[EXTRACT TO READ]
[Start]

Other accusations hinge on the experts’ deliberate distortion of the test of the “Appeal.” For example, the “Appeal” says that independent peace activists do not believe the propagandistic myths that either side’s political circles are interested in deliberately unleashing a nuclear conflict, and they call on politicians in both countries to cease their mutual accusations of aggression. But the Soviet Experts’ Commission claims just the opposite, that the “Appeal” contains a phrase saying that there are “political circles” in the USSR that are “interested in unleashing a nuclear conflict.” This distortion is used to break up the claim of “defamation” of the State.

The showy peace rhetoric which the Soviet authorities hand the Western public has yet to mitigate the plight of a single independent peace group in the USSR. And these hum-drum views of Soviet political experts — for internal use only — have already legitimized the sentencing of Alexander Shatravka. The Soviet court took the Commission’s conclusions seriously, and handed down the maximum sentence under the criminal code article for “defaming the State.” The Supreme Court of the RSFSR then reviewed the appeal and the Experts’ opinion, and once again legitimized the sentencing of an independent peace activist.

Oleg Radzinsiy and Alexander Shatravka did not blockade a military base. They did not lay down on rail-road tracks to block trains carrying radioactive materials. They did not go out in boats to try to stop the progress of nuclear submarines. They did not put up tents on air strips to stop strategic bombers. They did not do what any Western anti-nuclear activist would take for granted. These actions are unknown to independent peace activists in the Soviet Union, because they consider on principle that it is impossible to take any actions that would break the law.

[End]

[STORED ROWS]

[Start]

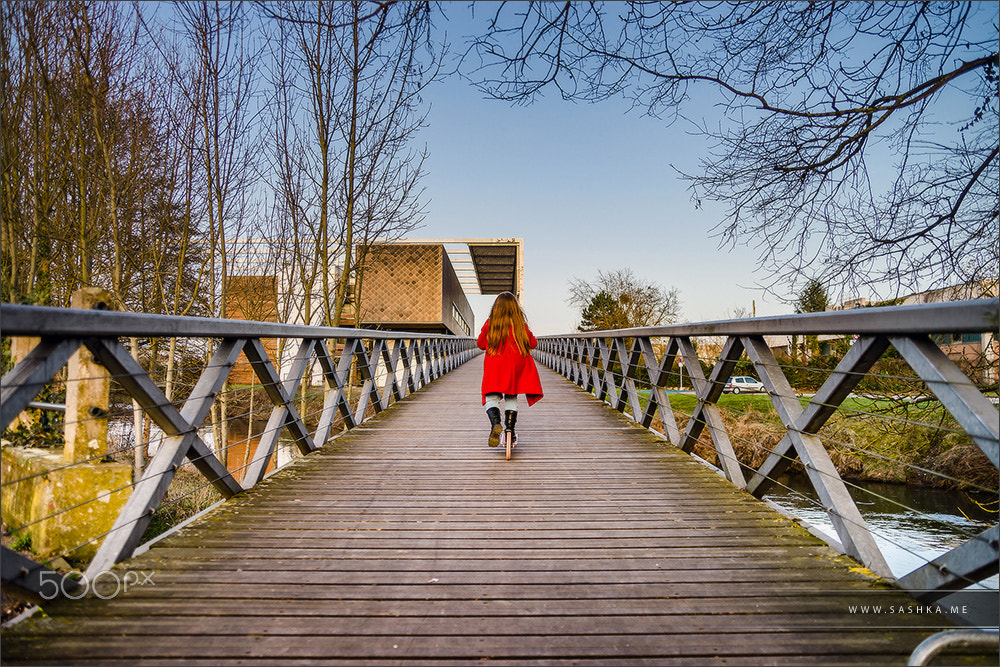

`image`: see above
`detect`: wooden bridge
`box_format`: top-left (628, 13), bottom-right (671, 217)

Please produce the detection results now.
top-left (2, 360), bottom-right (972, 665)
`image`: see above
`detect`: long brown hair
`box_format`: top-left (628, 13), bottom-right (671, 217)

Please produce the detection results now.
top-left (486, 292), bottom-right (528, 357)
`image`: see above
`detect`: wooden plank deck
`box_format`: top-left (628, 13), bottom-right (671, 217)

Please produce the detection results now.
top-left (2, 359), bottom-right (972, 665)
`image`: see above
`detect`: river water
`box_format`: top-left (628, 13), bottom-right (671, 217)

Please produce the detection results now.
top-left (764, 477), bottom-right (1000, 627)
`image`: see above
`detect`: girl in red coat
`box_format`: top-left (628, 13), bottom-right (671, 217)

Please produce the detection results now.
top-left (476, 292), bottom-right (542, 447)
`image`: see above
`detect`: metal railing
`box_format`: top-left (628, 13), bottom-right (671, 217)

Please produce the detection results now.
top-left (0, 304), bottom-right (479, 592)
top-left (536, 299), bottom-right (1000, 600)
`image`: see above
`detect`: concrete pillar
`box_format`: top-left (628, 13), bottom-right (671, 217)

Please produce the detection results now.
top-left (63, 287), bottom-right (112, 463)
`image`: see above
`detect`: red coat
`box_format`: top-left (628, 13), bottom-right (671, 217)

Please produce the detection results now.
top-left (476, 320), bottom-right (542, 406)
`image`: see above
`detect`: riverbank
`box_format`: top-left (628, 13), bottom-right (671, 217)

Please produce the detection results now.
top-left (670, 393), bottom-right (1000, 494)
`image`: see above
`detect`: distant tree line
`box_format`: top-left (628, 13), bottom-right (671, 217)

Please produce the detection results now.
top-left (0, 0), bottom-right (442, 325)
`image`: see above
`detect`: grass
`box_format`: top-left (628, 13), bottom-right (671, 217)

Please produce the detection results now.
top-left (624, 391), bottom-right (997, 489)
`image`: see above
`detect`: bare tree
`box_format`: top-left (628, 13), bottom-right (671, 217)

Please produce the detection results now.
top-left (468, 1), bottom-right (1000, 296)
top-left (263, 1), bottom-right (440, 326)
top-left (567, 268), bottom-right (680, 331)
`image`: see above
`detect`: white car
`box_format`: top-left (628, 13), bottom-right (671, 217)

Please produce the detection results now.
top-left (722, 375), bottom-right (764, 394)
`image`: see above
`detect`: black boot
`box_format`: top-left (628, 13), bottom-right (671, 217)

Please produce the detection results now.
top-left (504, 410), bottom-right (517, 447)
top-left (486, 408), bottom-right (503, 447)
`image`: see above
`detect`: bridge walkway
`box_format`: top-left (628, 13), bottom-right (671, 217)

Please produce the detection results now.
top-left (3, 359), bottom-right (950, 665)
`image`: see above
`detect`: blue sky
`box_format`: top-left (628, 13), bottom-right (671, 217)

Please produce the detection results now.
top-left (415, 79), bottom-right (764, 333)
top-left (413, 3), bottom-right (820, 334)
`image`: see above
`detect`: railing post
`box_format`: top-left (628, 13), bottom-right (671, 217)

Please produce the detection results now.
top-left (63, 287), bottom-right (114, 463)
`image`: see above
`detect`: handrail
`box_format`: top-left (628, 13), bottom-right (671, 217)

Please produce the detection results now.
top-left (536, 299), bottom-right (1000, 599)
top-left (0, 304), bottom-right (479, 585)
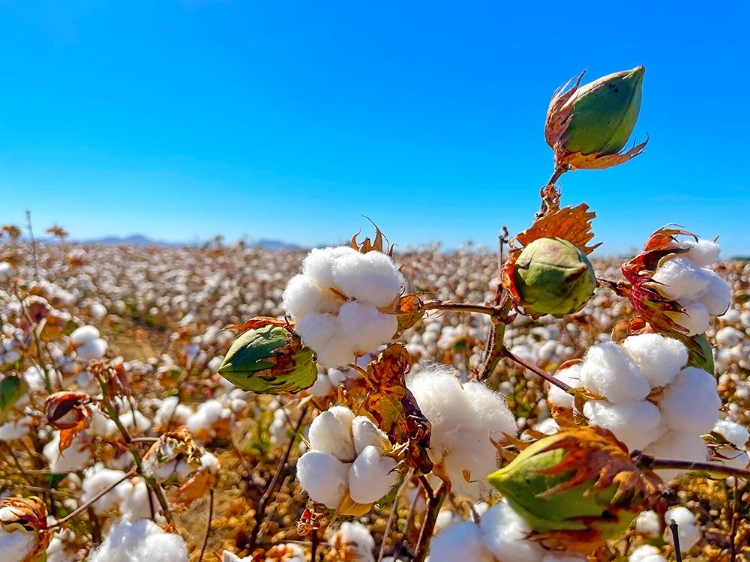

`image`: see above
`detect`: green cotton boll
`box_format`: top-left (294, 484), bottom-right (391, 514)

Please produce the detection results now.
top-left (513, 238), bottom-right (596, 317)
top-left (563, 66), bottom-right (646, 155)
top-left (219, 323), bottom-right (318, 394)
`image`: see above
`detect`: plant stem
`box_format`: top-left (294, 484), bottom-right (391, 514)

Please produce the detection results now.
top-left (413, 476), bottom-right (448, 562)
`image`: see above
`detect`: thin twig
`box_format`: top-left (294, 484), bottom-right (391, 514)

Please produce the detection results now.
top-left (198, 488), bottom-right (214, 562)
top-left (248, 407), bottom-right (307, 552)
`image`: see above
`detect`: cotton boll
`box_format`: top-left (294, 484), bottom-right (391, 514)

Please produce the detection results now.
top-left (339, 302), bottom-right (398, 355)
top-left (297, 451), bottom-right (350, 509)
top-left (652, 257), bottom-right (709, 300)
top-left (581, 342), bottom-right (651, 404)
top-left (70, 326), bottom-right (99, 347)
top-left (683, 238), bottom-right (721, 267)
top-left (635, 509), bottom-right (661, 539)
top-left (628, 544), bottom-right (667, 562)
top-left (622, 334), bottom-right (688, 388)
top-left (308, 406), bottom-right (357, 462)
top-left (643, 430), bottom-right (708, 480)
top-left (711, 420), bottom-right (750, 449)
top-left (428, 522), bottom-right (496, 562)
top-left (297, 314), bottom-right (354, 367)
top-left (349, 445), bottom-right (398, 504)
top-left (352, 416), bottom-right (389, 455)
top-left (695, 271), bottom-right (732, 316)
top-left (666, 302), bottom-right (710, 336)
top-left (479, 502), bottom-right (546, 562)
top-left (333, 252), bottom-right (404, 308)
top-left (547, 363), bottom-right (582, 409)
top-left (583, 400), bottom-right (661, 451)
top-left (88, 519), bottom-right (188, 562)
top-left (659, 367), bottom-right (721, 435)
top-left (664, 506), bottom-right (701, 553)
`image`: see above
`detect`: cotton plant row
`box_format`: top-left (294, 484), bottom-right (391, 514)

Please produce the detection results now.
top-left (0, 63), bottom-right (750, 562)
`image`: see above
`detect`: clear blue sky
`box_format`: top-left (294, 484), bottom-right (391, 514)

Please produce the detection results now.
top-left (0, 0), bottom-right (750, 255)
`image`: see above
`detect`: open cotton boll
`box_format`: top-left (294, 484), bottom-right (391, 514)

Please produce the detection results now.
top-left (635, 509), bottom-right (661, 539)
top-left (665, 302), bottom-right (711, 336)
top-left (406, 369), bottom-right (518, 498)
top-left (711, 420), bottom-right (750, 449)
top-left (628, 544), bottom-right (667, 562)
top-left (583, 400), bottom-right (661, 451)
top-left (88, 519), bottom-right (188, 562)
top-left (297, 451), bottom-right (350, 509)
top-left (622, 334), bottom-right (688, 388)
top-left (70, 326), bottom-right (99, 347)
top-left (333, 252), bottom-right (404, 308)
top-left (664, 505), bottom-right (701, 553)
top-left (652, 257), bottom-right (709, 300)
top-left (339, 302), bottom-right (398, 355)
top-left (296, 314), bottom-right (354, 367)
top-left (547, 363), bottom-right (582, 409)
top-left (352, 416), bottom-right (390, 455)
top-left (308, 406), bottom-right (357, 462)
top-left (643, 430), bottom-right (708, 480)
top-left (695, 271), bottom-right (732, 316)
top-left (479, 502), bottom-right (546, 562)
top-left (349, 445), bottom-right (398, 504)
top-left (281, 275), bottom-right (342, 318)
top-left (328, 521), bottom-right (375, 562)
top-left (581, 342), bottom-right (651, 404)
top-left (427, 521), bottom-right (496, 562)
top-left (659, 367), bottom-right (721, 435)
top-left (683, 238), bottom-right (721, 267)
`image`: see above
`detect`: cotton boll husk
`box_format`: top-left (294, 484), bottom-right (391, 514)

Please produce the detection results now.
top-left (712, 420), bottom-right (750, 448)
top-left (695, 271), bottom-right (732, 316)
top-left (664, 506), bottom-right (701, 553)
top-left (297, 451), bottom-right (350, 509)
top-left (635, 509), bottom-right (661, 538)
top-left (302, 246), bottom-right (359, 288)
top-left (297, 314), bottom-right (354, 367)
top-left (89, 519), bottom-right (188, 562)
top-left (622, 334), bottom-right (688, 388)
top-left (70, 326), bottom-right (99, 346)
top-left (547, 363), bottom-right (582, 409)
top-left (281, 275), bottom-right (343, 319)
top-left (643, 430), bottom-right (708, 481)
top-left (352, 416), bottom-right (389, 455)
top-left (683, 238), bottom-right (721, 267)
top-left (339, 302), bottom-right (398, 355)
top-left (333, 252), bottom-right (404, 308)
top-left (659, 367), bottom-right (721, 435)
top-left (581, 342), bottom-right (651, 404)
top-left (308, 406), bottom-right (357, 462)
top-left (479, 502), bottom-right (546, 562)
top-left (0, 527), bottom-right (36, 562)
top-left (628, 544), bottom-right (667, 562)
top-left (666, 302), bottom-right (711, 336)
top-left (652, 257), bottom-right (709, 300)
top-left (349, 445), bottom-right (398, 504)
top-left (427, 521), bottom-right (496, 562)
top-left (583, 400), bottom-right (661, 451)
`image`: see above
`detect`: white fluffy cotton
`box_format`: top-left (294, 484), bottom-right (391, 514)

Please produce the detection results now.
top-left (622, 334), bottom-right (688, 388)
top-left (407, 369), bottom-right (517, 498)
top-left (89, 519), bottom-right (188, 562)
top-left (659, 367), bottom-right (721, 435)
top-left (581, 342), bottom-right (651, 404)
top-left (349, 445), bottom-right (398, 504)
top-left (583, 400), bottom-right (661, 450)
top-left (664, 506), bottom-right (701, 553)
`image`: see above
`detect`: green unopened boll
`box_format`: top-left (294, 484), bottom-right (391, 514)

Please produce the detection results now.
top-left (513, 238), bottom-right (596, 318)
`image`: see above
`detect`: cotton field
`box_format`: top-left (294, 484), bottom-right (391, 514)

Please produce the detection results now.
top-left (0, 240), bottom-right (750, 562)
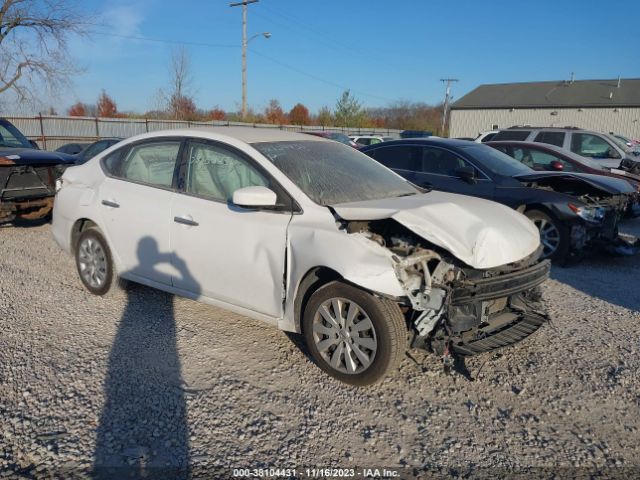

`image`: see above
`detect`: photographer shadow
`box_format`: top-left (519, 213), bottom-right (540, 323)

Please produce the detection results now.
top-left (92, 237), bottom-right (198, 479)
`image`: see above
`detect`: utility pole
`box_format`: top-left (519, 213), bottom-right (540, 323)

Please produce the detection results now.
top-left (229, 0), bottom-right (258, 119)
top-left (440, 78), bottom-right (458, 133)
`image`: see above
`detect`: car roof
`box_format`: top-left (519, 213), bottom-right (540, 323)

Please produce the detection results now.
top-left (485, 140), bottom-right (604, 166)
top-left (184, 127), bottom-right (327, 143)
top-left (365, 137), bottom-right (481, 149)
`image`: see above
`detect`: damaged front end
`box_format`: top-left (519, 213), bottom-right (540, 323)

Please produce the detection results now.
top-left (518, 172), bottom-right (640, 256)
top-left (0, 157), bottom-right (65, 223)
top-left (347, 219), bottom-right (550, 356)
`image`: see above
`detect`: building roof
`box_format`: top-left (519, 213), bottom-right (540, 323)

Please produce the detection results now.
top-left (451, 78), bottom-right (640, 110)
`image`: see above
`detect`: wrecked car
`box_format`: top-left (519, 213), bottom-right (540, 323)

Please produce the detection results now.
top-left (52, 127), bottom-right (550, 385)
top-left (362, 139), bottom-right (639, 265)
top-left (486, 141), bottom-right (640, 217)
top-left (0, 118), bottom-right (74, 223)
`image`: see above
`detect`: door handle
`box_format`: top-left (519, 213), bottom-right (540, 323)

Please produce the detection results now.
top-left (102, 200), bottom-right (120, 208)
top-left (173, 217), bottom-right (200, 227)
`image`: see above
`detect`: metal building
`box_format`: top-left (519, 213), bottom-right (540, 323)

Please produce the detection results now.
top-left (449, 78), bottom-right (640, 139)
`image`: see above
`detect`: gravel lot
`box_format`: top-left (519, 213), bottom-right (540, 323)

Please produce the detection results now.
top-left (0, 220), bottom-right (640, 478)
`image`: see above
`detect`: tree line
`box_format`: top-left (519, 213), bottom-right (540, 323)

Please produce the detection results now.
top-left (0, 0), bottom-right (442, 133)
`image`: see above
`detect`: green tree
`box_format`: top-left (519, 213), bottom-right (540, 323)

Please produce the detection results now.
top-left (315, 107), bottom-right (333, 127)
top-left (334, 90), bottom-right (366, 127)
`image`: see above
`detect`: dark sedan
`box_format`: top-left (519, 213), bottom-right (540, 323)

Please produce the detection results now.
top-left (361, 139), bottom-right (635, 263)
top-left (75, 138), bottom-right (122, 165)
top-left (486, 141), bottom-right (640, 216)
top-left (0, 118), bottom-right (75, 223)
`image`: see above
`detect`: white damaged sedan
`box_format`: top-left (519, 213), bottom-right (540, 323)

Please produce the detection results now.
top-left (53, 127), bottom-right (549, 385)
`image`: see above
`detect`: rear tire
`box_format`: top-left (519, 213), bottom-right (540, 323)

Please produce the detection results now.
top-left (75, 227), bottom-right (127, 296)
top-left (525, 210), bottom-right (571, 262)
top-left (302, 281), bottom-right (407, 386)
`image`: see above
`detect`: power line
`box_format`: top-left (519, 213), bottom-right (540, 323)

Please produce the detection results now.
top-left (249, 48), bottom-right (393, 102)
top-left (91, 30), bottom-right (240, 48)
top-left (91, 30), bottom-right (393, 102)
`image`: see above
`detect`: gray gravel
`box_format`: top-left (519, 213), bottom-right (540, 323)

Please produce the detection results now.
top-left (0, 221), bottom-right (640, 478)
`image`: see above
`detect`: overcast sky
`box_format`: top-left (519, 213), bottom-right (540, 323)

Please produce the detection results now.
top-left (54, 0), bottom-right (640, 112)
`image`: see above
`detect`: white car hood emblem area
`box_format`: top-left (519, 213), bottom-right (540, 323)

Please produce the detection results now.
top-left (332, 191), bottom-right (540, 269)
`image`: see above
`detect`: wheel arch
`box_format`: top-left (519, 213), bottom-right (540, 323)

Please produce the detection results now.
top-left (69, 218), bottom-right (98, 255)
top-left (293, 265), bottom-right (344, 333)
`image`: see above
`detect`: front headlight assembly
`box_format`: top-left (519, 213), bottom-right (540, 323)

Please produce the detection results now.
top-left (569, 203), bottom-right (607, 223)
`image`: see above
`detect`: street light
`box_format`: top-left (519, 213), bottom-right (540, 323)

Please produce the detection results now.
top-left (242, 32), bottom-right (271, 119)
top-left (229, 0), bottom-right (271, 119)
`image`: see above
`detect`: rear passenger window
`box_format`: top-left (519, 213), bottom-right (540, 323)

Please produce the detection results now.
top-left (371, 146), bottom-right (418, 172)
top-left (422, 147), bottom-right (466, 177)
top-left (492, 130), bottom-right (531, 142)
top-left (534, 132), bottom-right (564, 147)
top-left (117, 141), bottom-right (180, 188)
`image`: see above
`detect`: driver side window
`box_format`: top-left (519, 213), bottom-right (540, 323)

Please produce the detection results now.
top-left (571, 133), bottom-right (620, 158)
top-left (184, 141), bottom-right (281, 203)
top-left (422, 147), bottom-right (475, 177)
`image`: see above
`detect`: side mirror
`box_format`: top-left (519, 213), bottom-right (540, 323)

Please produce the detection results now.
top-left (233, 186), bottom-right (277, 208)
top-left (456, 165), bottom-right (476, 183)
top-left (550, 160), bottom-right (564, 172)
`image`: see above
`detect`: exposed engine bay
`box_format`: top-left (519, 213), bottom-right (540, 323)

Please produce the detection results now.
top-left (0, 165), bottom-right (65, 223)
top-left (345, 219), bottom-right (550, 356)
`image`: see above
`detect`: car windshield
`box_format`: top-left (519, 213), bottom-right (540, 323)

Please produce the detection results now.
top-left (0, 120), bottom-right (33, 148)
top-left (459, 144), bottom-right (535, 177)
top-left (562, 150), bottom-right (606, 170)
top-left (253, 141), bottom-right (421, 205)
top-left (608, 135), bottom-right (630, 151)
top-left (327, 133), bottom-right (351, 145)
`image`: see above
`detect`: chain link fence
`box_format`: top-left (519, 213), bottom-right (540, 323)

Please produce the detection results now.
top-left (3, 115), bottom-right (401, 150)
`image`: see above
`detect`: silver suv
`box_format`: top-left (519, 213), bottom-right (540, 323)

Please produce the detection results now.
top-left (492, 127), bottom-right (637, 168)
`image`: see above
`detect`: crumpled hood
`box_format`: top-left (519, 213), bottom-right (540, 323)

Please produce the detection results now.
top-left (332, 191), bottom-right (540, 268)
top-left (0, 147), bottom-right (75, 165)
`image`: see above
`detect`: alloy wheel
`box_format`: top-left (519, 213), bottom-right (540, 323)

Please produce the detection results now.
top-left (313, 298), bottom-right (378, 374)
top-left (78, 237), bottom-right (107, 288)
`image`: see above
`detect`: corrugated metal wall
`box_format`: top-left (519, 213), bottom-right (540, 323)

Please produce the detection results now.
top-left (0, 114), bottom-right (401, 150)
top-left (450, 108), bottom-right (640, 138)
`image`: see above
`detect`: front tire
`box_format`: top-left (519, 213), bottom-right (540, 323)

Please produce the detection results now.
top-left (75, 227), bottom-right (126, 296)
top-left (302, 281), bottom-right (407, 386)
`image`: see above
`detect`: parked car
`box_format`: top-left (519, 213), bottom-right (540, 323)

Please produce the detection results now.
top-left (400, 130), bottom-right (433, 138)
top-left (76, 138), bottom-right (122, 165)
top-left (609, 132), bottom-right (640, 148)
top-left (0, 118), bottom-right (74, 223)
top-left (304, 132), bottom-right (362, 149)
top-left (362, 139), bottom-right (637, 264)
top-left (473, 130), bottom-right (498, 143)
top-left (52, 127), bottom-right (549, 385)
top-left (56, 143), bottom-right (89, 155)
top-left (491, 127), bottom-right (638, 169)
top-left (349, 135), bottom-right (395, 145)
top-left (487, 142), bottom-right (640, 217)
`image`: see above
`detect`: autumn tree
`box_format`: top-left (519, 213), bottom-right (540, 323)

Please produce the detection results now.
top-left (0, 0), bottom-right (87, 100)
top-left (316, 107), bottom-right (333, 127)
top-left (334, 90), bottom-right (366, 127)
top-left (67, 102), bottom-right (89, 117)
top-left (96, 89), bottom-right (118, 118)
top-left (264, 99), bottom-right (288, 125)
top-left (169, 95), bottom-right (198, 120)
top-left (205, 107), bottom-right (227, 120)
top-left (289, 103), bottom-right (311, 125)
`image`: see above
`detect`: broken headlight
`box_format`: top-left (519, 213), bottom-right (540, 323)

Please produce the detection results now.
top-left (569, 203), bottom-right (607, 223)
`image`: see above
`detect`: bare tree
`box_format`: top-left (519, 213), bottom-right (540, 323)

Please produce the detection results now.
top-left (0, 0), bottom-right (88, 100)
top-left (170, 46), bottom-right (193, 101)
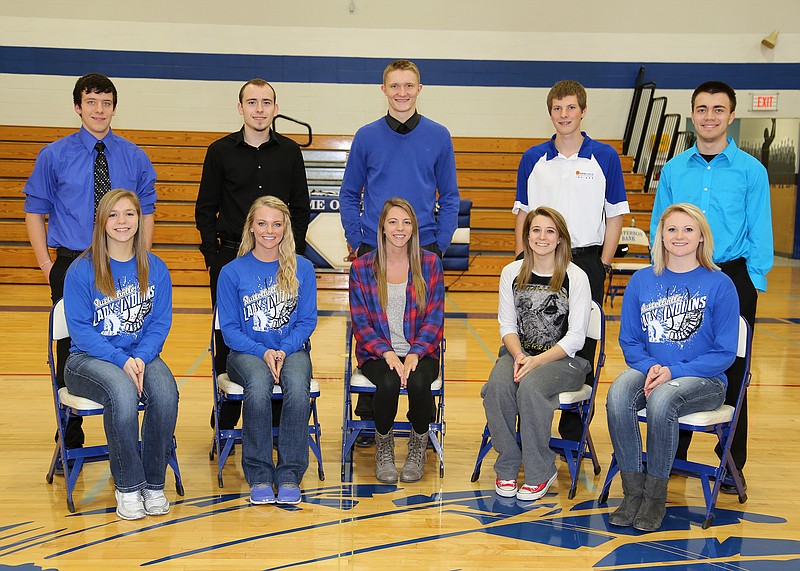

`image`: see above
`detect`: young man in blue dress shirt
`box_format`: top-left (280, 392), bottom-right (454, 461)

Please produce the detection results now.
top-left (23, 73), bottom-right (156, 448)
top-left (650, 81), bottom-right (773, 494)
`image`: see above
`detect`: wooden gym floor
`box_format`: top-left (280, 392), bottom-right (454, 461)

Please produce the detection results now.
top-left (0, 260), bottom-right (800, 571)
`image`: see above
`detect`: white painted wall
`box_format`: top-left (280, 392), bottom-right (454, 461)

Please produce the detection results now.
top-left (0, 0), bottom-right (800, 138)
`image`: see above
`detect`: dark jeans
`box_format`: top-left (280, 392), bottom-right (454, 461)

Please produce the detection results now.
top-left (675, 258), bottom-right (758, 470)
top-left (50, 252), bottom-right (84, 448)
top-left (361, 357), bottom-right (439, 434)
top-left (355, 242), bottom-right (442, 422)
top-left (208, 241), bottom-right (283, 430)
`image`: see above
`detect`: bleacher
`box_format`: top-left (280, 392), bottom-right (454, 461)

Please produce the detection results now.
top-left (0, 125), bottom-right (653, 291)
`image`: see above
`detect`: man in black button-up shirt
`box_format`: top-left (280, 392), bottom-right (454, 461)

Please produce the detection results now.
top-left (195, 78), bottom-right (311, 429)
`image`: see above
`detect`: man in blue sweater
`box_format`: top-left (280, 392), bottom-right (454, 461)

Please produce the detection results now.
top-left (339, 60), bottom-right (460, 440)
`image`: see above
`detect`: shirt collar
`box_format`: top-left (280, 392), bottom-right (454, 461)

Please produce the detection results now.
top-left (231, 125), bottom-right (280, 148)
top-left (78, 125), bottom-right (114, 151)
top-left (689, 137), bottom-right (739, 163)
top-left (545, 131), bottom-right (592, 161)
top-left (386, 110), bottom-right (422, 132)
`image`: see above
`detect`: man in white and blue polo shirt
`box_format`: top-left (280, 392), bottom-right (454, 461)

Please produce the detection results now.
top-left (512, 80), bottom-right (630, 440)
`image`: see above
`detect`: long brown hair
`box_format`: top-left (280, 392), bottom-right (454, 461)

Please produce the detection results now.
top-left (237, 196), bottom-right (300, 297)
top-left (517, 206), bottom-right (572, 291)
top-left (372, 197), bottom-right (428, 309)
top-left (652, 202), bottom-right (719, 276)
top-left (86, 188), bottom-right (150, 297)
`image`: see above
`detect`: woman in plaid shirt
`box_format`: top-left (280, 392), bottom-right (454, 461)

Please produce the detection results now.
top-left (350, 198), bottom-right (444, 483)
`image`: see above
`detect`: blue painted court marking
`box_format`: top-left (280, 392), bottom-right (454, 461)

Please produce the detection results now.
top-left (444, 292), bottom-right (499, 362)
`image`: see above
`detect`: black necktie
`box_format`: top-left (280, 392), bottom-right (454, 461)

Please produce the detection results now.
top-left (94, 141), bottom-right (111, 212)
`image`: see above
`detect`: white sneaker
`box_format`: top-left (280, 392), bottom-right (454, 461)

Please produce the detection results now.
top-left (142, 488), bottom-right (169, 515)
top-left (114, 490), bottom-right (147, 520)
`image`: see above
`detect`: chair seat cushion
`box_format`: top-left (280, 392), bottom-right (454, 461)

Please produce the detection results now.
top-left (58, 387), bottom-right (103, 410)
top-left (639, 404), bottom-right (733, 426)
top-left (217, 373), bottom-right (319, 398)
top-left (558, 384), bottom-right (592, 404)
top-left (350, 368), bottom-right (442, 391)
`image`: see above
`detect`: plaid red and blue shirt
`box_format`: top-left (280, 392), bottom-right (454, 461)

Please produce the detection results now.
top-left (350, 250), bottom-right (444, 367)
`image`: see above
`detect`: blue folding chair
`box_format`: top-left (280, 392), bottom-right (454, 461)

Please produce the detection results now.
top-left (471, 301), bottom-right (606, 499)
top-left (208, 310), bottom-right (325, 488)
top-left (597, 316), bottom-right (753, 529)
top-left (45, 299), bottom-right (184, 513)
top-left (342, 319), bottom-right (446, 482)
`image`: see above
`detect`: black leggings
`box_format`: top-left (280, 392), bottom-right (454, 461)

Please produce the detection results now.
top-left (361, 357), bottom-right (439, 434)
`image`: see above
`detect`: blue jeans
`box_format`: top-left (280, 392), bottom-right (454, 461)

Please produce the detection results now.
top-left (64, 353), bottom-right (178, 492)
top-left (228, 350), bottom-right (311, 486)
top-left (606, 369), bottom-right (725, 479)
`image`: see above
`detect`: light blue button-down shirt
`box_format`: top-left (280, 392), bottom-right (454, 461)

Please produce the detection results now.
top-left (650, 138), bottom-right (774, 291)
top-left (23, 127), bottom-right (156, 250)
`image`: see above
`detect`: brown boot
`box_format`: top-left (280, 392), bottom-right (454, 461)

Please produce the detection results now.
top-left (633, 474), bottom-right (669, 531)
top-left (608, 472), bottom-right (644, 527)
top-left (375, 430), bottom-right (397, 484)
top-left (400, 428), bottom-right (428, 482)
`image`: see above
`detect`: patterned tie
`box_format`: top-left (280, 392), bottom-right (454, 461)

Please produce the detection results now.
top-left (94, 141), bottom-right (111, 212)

[End]

In the text on the Soviet experts' accusations, rewrite the portion that begins at "Other accusations hinge" and ends after "of the State.", replacing "independent peace activists" with "unofficial peace campaigners".

[EXERCISE ANSWER]
Other accusations hinge on the experts’ deliberate distortion of the test of the “Appeal.” For example, the “Appeal” says that unofficial peace campaigners do not believe the propagandistic myths that either side’s political circles are interested in deliberately unleashing a nuclear conflict, and they call on politicians in both countries to cease their mutual accusations of aggression. But the Soviet Experts’ Commission claims just the opposite, that the “Appeal” contains a phrase saying that there are “political circles” in the USSR that are “interested in unleashing a nuclear conflict.” This distortion is used to break up the claim of “defamation” of the State.